- **Stated problem**: Write out the data below in full. Keep it exact.

(Collection entries)
■ ■ ■ ■ ■ ■ ■

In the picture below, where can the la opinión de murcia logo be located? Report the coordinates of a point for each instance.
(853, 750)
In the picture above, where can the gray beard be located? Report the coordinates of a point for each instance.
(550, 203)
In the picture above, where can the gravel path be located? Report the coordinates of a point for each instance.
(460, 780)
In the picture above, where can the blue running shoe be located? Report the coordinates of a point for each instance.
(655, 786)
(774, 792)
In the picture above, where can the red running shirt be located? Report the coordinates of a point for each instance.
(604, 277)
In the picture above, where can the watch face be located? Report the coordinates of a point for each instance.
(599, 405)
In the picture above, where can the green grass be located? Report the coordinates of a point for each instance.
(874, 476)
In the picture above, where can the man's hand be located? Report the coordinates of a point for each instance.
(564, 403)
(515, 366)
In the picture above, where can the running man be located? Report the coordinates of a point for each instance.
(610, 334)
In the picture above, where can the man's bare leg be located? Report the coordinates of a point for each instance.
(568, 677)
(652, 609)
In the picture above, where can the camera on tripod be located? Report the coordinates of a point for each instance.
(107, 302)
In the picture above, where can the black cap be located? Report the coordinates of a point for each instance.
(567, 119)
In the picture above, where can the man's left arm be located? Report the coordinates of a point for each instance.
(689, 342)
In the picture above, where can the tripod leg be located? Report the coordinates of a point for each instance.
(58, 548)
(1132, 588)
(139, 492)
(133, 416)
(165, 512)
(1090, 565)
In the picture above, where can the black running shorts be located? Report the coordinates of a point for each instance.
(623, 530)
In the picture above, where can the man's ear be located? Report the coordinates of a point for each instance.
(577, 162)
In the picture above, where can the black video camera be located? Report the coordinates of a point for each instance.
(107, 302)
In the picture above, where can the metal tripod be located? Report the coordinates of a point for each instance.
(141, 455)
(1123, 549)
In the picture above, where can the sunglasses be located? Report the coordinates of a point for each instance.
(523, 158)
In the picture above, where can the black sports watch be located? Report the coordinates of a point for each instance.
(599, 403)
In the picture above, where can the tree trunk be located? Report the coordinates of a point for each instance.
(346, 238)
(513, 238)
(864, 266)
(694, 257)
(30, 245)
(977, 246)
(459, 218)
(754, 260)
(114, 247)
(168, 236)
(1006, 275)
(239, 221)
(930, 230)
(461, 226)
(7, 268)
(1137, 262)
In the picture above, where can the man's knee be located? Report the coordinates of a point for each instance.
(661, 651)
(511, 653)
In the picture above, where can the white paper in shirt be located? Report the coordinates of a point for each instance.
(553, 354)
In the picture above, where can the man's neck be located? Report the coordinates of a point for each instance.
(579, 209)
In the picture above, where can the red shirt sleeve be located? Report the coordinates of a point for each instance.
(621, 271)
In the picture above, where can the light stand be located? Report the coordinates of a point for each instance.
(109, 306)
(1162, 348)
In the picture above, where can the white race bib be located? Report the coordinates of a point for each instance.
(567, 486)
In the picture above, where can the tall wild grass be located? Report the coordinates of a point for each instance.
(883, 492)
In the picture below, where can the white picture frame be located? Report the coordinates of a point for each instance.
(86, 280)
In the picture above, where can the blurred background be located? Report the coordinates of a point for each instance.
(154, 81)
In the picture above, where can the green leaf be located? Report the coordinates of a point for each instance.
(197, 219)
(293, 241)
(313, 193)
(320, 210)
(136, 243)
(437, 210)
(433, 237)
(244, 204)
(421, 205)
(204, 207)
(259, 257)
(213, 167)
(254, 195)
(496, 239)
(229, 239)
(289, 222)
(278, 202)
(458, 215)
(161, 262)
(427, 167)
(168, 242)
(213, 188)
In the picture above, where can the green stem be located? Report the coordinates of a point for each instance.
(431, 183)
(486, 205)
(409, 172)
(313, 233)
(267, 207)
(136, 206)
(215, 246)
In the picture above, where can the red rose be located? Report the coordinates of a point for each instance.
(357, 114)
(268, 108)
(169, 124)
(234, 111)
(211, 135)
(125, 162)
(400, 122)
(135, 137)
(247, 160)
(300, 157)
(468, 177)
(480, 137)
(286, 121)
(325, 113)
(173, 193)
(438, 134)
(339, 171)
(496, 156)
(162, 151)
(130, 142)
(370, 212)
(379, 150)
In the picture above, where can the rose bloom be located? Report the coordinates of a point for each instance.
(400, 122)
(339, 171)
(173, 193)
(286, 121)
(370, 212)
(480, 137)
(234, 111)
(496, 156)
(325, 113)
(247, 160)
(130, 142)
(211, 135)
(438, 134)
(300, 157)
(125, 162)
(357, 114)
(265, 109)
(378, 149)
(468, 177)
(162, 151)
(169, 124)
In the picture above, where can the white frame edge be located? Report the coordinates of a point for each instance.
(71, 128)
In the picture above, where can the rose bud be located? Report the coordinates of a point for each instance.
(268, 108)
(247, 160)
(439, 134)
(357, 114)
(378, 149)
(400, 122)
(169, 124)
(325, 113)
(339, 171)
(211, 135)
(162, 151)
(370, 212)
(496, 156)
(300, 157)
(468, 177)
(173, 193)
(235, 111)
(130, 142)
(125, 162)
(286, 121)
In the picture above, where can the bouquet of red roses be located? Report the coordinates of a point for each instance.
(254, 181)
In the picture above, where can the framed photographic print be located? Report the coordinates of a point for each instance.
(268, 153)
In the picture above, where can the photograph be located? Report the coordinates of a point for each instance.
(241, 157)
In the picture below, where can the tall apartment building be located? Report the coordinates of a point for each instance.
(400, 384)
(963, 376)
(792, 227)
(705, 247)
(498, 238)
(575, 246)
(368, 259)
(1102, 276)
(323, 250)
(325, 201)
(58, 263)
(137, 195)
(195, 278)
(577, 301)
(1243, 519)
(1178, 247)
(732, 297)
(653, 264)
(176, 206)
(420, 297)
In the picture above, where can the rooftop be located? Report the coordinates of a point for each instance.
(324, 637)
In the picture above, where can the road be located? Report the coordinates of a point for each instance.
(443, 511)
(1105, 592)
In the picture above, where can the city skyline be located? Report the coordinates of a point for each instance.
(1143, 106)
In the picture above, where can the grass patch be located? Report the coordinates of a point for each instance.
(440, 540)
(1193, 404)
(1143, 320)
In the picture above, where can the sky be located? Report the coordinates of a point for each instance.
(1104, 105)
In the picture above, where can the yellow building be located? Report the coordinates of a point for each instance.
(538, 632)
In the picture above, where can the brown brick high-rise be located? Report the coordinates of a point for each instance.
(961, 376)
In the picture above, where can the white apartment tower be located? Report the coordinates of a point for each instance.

■ ■ ■ ■ ■ ■ ■

- **Written solution**:
In the picture below, where can the la opinión de murcia logo be located? Report the coordinates of a point for each instance.
(853, 750)
In the picture above, where can the gray beard be located? Report the coordinates of a point for each instance.
(550, 203)
In the picture above, where can the gravel path be located? Report the coordinates of a point for each instance.
(460, 780)
In the picture above, where can the blue running shoe be located? Report the coordinates of a point for each instance.
(655, 786)
(774, 792)
In the picture above, where can the red running shirt be located? Report the coordinates of a point for each instance.
(604, 277)
In the picture above, where can the watch face be located? Report the coordinates of a point for each instance.
(599, 405)
In the picture above, where can the green grass be located? Report the coordinates of a point for each instance.
(874, 476)
In the picture above, where can the man's hand be located? Report the coordinates of a point for each instance.
(564, 403)
(515, 366)
In the picture above, where can the running man be located? Report the coordinates of a point for each instance.
(610, 334)
In the picture above, where can the man's bare leg be located? Report the coordinates of a point for each instance.
(568, 677)
(652, 609)
In the picture above, where can the camera on tripod be located? Report the coordinates of a point for each instance.
(107, 302)
In the picture above, where can the black cap be located? Report the coordinates of a point for each instance.
(567, 119)
In the picture above, where can the man's left arm be located? Report the coordinates of a point for each instance.
(689, 342)
In the picture above, where can the tripod leg be located? Report the coordinates of a point for each instance.
(58, 548)
(1132, 588)
(139, 492)
(133, 416)
(165, 512)
(1090, 565)
In the picture above, where can the black running shorts be located? Report the coordinates of a point for each instance.
(623, 530)
In the picture above, where can the man's ear be located? Report the coordinates of a point for each instance.
(577, 162)
In the picture above, where can the black video camera be located? Report the coordinates of a point for each instance.
(107, 302)
In the picture above, where can the metal tripod be located? Report the coordinates of a point for each instance.
(141, 455)
(1123, 549)
In the picture above, where can the sunglasses be located? Report the coordinates of a point for each instance.
(523, 158)
In the picture above, where can the black sports watch be located? Report the coordinates of a point for each instance.
(599, 403)
In the picture above, where can the tree trunk be located? Report the coordinates of a point for each instance.
(346, 238)
(513, 238)
(864, 266)
(694, 257)
(30, 245)
(977, 246)
(459, 218)
(754, 260)
(114, 247)
(168, 236)
(1006, 275)
(239, 221)
(930, 230)
(461, 226)
(7, 268)
(1137, 262)
In the picture above, where can the man's knee be located? Report the coordinates of a point for each instance.
(661, 651)
(511, 653)
In the picture above, where can the white paper in shirt be located? Report the coordinates of a point for each instance.
(553, 354)
In the picture above, where can the man's neck be located? Report the coordinates of a point for each instance.
(579, 209)
In the picture above, where can the red shirt sleeve be located? Report the coordinates of a point for each instance.
(621, 271)
In the picture above, where can the light stand be located? Report the coordinates of a point for each instance.
(109, 306)
(1162, 348)
In the picture above, where can the white race bib be located? Report the coordinates of a point for each instance.
(567, 486)
In the picture above, where can the tall wild grass be located? Report the coordinates of a point for each instance.
(883, 492)
In the picture below, where can the white picture frame be located? Report the coordinates of a point for each instance.
(86, 280)
In the picture above, where can the blurred background be located? Report the coordinates of a point for each instance.
(154, 81)
In the picture above, where can the green leaf be located? Report the coordinates of a point for each instance.
(197, 219)
(293, 241)
(313, 193)
(320, 210)
(136, 243)
(437, 210)
(433, 237)
(244, 204)
(421, 205)
(204, 207)
(259, 257)
(213, 167)
(254, 195)
(496, 239)
(229, 239)
(289, 222)
(278, 202)
(458, 215)
(161, 262)
(427, 167)
(168, 242)
(213, 188)
In the picture above, where can the green stem be located? Report the coordinates of a point for each instance.
(431, 183)
(486, 205)
(409, 172)
(313, 233)
(267, 207)
(136, 206)
(215, 246)
In the picture above, where can the red rose be located? Report the coordinates of a point for each instance.
(357, 114)
(268, 108)
(169, 124)
(234, 111)
(211, 135)
(125, 162)
(400, 122)
(135, 137)
(247, 160)
(300, 157)
(468, 177)
(480, 137)
(286, 121)
(325, 113)
(173, 193)
(438, 134)
(339, 171)
(496, 156)
(162, 151)
(130, 142)
(370, 212)
(379, 150)
In the picture above, where can the rose bloom be located? Report the coordinates of a point for each instance.
(400, 122)
(339, 171)
(173, 193)
(286, 121)
(370, 212)
(480, 137)
(234, 111)
(496, 156)
(325, 113)
(247, 160)
(130, 142)
(211, 135)
(438, 134)
(300, 157)
(125, 162)
(357, 114)
(265, 109)
(378, 149)
(468, 177)
(162, 151)
(169, 124)
In the picture above, where can the white frame edge be located? Report the coordinates of a point for each instance.
(71, 128)
In the picture above, where can the rose bud be located? Report the coordinates of a point for each instance.
(268, 108)
(247, 160)
(439, 134)
(357, 114)
(378, 149)
(400, 122)
(169, 124)
(325, 113)
(339, 171)
(211, 135)
(162, 151)
(370, 212)
(496, 156)
(300, 157)
(468, 177)
(173, 193)
(235, 111)
(130, 142)
(125, 162)
(286, 121)
In the picture above, where can the bouquet of red roses be located? Report the coordinates of a point for each instance.
(254, 181)
In the picture above, where can the framed photographic print be located? Report the coordinates of a point for each instance.
(268, 153)
In the picture above, where can the photograph be located? Report the coordinates of a point for each instance.
(241, 157)
In the picture below, where can the tall apartment building be located? Report the coordinates of a point for each instance.
(400, 384)
(963, 376)
(792, 227)
(705, 247)
(498, 238)
(575, 246)
(368, 259)
(1102, 276)
(323, 250)
(325, 201)
(58, 263)
(137, 195)
(195, 278)
(577, 301)
(1243, 519)
(1178, 247)
(732, 297)
(653, 264)
(176, 206)
(420, 297)
In the picture above, where can the rooftop be located? Report the coordinates of a point for each instance.
(324, 637)
In the picture above, where can the road be located? Report the coordinates of a point for each instance.
(443, 511)
(1105, 592)
In the picture above, where can the city skyline be located? Report the coordinates of a point for each instance.
(1143, 106)
In the picture above, where can the grass patch be located? Report the coordinates of a point for each instance.
(440, 540)
(1193, 404)
(1143, 320)
In the picture above, where can the sky be located? Report the coordinates of a point for each instance.
(1104, 105)
In the picture above, where can the yellow building be located? Report the coordinates of a point for each instance.
(538, 632)
In the picture above, where can the brown brick high-rise be located? Report the coordinates of a point for each instance.
(961, 376)
In the picture above, where can the white apartment tower be located? Report the coordinates of a point for each instance.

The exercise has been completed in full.